● STATED GOAL: Report every line in the entries below that contains the string "bokeh", treating uppercase and lowercase letters as different.

Raw records

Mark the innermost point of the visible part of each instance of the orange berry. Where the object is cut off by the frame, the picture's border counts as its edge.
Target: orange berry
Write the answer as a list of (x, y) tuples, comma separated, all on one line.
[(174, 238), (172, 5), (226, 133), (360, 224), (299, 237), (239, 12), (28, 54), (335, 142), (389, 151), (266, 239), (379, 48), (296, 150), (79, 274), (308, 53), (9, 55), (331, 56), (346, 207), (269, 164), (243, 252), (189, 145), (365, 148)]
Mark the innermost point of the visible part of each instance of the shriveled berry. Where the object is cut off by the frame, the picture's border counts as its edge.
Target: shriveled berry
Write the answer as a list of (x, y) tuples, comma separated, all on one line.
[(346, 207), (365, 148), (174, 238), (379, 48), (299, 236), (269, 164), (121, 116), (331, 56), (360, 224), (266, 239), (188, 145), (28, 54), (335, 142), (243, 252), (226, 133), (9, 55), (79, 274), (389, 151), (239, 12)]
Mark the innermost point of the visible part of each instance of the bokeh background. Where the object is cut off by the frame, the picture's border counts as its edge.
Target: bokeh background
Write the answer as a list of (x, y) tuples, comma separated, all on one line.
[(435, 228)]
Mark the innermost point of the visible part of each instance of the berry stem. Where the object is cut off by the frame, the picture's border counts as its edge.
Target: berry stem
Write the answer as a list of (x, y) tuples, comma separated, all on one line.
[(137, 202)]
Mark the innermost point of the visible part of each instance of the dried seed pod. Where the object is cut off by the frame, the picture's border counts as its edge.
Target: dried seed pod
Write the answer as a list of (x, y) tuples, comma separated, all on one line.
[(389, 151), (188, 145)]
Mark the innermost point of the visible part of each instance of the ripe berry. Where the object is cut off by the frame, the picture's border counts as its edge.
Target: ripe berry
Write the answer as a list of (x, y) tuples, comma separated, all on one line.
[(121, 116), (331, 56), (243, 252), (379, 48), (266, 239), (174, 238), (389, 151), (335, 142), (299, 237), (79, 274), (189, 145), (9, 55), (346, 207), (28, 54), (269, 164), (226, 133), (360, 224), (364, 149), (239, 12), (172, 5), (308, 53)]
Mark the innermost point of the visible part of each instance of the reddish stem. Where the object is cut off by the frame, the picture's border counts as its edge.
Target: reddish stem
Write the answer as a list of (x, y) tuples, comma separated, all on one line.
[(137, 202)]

...

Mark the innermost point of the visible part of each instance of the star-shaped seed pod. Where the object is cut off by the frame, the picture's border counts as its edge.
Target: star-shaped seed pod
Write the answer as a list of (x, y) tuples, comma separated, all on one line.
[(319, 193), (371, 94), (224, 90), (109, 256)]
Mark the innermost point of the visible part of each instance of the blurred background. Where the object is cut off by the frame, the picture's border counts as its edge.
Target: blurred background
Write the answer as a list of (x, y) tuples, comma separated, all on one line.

* * *

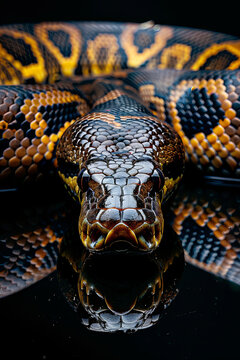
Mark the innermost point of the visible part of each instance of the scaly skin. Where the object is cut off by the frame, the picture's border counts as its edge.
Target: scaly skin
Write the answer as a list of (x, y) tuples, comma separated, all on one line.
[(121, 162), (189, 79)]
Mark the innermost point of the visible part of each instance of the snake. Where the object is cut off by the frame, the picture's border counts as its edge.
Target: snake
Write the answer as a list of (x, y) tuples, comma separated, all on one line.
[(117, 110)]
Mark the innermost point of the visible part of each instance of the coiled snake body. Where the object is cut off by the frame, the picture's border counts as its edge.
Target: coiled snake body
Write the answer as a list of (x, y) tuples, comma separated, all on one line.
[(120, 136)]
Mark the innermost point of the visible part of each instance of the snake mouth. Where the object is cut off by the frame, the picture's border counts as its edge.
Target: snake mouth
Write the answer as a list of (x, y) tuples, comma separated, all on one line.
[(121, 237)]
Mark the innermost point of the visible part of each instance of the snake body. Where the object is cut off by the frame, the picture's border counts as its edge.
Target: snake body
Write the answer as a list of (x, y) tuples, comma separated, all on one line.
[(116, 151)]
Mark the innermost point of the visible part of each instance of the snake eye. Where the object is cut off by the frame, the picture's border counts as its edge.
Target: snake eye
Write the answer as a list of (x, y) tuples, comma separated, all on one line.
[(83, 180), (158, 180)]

● FINAL ANSWER:
Mark the innermost point of the visible part of each instance of the bokeh background. Where the object is cut off by the frame, the picture's border counts as its edge.
Target: bokeh background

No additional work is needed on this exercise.